▶ _The exercise_:
Resume the article on the 2024–25 Bradley Braves men's basketball season, writing on from its final sentence.

▶ _Text excerpt_:
· · ·

Myrtle Beach Invitational champions

NIT, Quarterfinals
- Conference: Missouri Valley Conference
- Record: 28–9 (15–5 MVC)
- Head coach: Brian Wardle (10th season);
- Associate head coach: Mike Bargen
- Assistant coaches: Jimmie Foster; Mike Black;
- Home arena: Carver Arena

= 2024–25 Bradley Braves men's basketball team =

American college basketball season

The 2024–25 Bradley Braves men's basketball team represented Bradley University during the 2024–25 NCAA Division I men's basketball season. The Braves, led by 10th-year head coach Brian Wardle, played their home games at Carver Arena located in Peoria, Illinois, as members of the Missouri Valley Conference. They finished the season 28–9, 15–5 in MVC play to finish in second place. They defeated Murray State and Valparaiso in the MVC tournament before losing to Drake in the championship game. They received an at-large bid to the National Invitation Tournament as the No. 3 seed in the Dayton region. There they defeated North Alabama and George Mason before losing to Chattanooga in the quarterfinals.

· · ·

▶ _Source data_:
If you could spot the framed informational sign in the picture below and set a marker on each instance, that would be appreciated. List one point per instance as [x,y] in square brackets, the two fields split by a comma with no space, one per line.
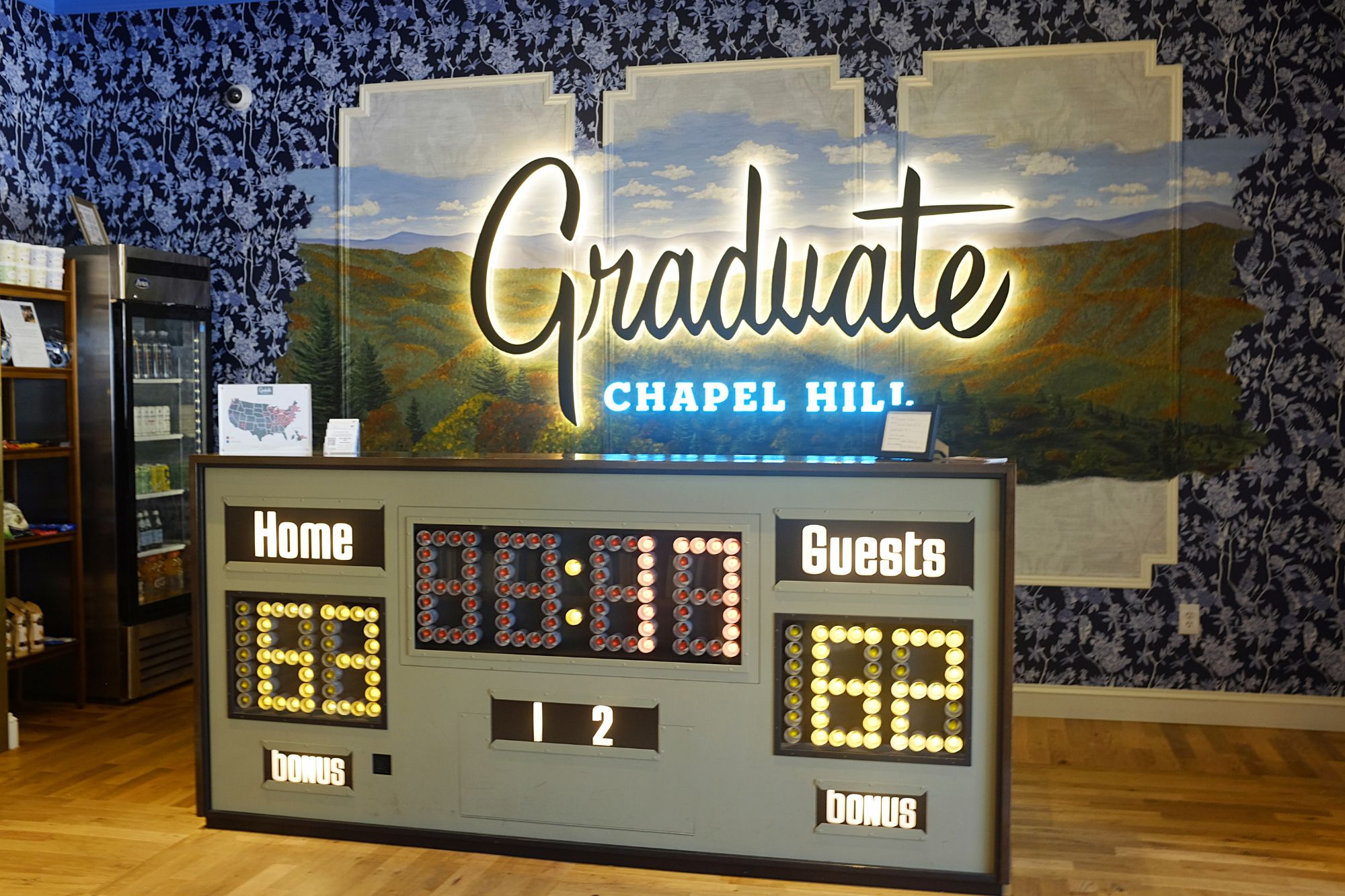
[910,434]
[89,220]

· · ·

▶ _Exercise output_:
==Previous season==
The Braves finished the 2023–24 season 23–12, 13–7 in MVC play to finish in third place. They defeated UIC in the quarterfinals of the MVC tournament, before losing to Drake. They received a bid to the National Invitation Tournament as a No. 3 seed. They defeated Loyola Chicago, before losing to Cincinnati in the second round.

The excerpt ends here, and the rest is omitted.